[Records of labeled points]
_____

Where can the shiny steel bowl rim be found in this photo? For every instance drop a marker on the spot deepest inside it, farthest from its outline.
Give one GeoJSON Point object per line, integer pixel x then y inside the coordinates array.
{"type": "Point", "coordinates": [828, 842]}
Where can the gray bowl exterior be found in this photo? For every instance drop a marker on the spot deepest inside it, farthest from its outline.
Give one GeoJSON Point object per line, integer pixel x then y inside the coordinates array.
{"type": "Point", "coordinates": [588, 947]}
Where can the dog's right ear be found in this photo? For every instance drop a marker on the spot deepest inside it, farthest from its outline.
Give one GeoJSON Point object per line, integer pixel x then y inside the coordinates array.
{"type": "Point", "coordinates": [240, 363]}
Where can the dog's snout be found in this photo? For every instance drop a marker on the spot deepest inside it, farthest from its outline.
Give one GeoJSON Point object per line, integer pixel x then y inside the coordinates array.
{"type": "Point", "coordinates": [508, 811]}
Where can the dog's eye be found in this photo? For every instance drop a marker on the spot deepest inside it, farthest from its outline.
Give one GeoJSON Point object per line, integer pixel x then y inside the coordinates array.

_____

PROBLEM TO SOLVE:
Convert every line of the records above into a numbered list, leaving out any blank lines.

COMPLETED EXERCISE:
1. Where can the shiny steel bowl rim be found in this photo? For every instance drop a marker on the spot deepest inside it, farthest from its outline.
2. Give one GeoJSON Point object per line, integer pixel x then y inside the coordinates array.
3. {"type": "Point", "coordinates": [828, 842]}
4. Where can the gray bowl exterior be found in this photo? For every instance drop a marker on the spot deepest inside it, farthest from its outline.
5. Give one GeoJSON Point object per line, integer pixel x then y inside the coordinates array.
6. {"type": "Point", "coordinates": [588, 947]}
7. Where can the dog's right ear be found in this photo? For every instance drop a marker on the spot deepest inside it, farthest from its outline.
8. Give one GeoJSON Point object per line, integer pixel x then y inside the coordinates array.
9. {"type": "Point", "coordinates": [240, 363]}
10. Where can the dog's snout be found in this photo? For every instance drop a marker on the spot deepest inside it, farthest from its outline.
11. Give one GeoJSON Point object per line, integer pixel x then y inside the coordinates array.
12. {"type": "Point", "coordinates": [508, 811]}
13. Where can the dog's eye be found in this photo? For every instance drop a marker on the spot deepest inside it, farthest from its outline.
14. Give one GeoJSON Point object per line, integer pixel x then y inside the coordinates array.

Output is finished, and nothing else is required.